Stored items
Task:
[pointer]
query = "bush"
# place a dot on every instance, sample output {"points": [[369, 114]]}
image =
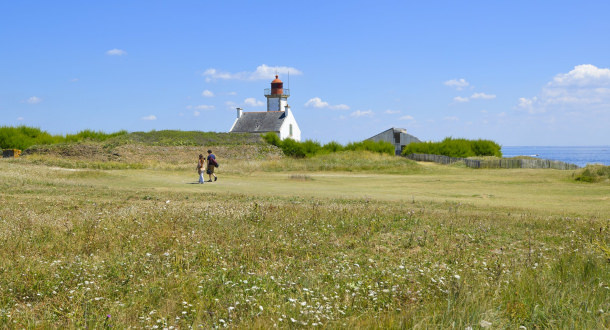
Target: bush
{"points": [[311, 148], [593, 173], [460, 148]]}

* ASSIGNMENT: Without the pictures, copy out each entry exactly as it stands.

* EXERCISE SOLUTION:
Task:
[pointer]
query = "bush"
# place a dot on every instance, sample output {"points": [[369, 114]]}
image =
Target: bush
{"points": [[311, 148], [593, 173], [460, 148]]}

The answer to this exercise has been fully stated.